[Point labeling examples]
-- begin --

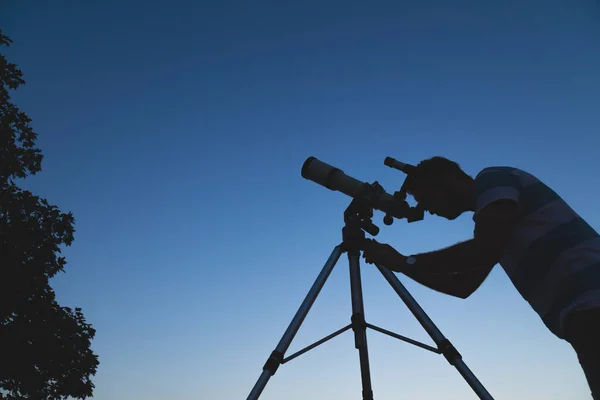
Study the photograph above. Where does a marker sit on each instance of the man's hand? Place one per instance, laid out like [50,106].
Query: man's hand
[384,255]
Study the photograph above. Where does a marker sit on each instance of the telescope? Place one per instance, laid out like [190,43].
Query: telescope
[366,197]
[371,195]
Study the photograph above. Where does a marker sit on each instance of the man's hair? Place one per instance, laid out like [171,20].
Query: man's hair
[431,171]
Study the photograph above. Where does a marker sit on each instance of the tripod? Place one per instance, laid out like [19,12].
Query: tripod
[357,218]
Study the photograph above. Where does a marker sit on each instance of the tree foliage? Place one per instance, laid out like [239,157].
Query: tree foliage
[44,348]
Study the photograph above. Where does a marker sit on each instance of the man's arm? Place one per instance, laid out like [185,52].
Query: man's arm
[460,269]
[461,284]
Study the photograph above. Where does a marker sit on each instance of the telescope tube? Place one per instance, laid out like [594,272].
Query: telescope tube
[336,180]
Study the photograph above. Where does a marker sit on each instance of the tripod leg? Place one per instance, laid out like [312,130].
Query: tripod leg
[276,356]
[358,323]
[444,345]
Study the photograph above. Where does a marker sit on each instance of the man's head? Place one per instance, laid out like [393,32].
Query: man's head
[441,187]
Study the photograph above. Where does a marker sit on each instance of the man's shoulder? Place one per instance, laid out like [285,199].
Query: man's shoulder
[497,171]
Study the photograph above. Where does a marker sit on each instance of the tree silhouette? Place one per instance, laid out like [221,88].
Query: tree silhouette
[44,348]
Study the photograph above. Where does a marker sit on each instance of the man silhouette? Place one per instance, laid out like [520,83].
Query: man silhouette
[549,252]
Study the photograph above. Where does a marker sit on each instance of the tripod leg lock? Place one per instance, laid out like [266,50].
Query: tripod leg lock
[358,322]
[273,362]
[449,351]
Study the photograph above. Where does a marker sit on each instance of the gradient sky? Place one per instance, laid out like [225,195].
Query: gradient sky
[175,132]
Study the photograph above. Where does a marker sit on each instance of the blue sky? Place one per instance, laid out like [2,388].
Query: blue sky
[175,132]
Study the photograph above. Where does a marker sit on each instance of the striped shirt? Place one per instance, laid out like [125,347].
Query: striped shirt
[553,256]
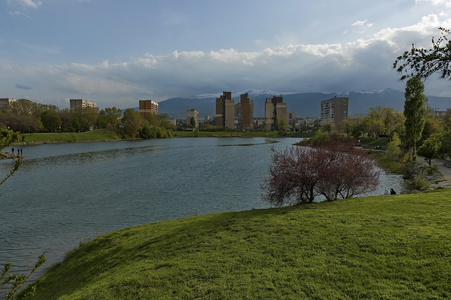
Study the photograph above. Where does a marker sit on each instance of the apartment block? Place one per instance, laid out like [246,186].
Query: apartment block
[225,111]
[147,107]
[245,112]
[275,110]
[335,110]
[192,114]
[75,103]
[5,102]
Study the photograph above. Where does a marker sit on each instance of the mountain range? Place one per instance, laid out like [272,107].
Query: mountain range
[303,104]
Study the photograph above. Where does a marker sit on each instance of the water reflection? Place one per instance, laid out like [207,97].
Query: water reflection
[68,193]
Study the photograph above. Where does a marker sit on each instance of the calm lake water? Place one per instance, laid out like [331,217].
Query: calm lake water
[66,194]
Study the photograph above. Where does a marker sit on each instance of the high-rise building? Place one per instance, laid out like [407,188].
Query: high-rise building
[225,111]
[192,118]
[335,110]
[275,111]
[5,102]
[246,115]
[75,103]
[147,107]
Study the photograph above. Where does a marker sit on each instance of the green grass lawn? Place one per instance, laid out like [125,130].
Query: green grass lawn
[384,247]
[68,137]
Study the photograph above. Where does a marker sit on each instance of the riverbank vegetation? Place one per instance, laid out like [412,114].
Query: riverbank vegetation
[384,247]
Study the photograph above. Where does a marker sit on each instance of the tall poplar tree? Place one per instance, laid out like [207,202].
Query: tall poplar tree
[414,111]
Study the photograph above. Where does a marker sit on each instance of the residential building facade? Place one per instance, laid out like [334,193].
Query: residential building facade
[5,102]
[275,111]
[225,111]
[246,116]
[75,103]
[192,118]
[147,107]
[335,110]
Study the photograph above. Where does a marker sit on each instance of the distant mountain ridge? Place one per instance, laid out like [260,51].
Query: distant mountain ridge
[303,104]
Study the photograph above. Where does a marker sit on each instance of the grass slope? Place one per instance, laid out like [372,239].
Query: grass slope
[384,247]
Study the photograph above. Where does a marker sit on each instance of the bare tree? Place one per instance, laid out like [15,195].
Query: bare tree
[419,62]
[299,175]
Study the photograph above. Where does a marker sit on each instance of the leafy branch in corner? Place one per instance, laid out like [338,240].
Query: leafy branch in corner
[422,62]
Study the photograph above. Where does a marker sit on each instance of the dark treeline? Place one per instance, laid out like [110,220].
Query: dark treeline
[27,116]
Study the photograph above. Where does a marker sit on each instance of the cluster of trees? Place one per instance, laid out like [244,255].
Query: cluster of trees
[337,170]
[298,175]
[26,116]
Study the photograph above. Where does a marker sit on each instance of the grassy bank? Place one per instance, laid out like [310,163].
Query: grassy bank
[384,247]
[70,137]
[104,135]
[239,134]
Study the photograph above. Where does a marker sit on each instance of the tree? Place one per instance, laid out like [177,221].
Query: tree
[430,147]
[414,111]
[422,63]
[393,148]
[109,118]
[299,175]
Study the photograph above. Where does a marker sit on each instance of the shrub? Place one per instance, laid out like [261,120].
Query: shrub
[299,175]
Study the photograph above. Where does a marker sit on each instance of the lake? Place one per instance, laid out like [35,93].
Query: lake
[65,194]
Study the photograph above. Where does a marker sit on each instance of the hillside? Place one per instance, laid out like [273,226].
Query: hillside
[303,104]
[384,247]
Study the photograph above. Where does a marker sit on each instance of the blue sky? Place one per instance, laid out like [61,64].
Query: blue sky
[115,52]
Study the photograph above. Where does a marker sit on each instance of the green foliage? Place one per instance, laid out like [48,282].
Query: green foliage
[51,120]
[393,148]
[68,137]
[384,247]
[15,282]
[414,111]
[430,147]
[8,137]
[422,63]
[320,138]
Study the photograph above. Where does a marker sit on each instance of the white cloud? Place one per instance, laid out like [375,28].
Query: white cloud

-- end --

### What the task requires
All lines from the one containing "out like [61,64]." through the end of the records, both ends included, are to be quoted exactly; please add nothing else.

### Reply to the task
Study the photograph above. Where does a marker sit on each instance of the blue sky? Place one per instance, laid out like [61,64].
Query: blue sky
[115,52]
Study the photograph above. Where does a marker sit on each instance of the green foliage? Place one per instance, laid out like [48,282].
Query: green foliage
[51,120]
[393,148]
[68,137]
[384,247]
[15,282]
[414,111]
[430,147]
[8,137]
[422,63]
[320,138]
Study the photograph above. Where does a marker sit on each instance of the white cloud? Place one per instance, laid out like [375,28].
Query: white cloud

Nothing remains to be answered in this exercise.